**Exercise description:** Find every line in the rows below that contains the word "head" and copy each of those lines.

▽

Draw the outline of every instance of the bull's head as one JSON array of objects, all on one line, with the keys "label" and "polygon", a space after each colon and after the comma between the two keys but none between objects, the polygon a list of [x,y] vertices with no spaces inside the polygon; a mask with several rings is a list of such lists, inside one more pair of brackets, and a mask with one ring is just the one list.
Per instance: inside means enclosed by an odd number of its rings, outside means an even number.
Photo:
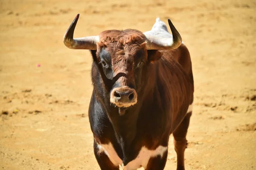
[{"label": "bull's head", "polygon": [[79,14],[66,32],[64,43],[71,49],[96,50],[95,61],[103,70],[102,76],[115,80],[109,97],[110,102],[119,108],[119,113],[120,108],[125,109],[137,103],[143,68],[161,58],[162,52],[158,50],[175,49],[182,42],[170,19],[173,38],[146,35],[133,29],[108,30],[99,36],[73,38],[79,17]]}]

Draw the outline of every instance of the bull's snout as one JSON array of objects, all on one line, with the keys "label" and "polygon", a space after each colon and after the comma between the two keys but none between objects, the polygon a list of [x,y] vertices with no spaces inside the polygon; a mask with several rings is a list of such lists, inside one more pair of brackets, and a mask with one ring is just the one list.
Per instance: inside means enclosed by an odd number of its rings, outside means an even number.
[{"label": "bull's snout", "polygon": [[128,107],[137,103],[137,93],[128,86],[115,88],[111,92],[110,101],[118,107]]}]

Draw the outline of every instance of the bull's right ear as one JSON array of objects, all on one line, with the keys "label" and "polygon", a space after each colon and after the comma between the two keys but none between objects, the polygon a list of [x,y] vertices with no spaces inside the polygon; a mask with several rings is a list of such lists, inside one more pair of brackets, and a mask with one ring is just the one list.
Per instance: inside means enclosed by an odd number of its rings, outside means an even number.
[{"label": "bull's right ear", "polygon": [[156,50],[148,50],[148,61],[151,63],[154,63],[159,60],[163,55],[163,52],[161,51]]}]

△

**Result below:**
Draw the outline of every instance of the bull's head as one JSON array of objects, all on one line, with the keys "label" and "polygon", a space after each colon and after the comma between the two keys but none between objects, the polygon a list of [x,y] vertices with no spaces inside the polygon; a mask with several rings is a list of such lists, inside one more pair of brackets, and a mask with one ring is just the one list.
[{"label": "bull's head", "polygon": [[79,14],[66,32],[64,43],[71,49],[96,50],[95,61],[103,70],[102,76],[115,80],[109,97],[110,102],[119,108],[119,113],[120,108],[125,109],[137,103],[143,68],[161,58],[162,52],[158,50],[175,49],[182,42],[170,19],[173,38],[146,35],[133,29],[108,30],[99,36],[73,38],[79,17]]}]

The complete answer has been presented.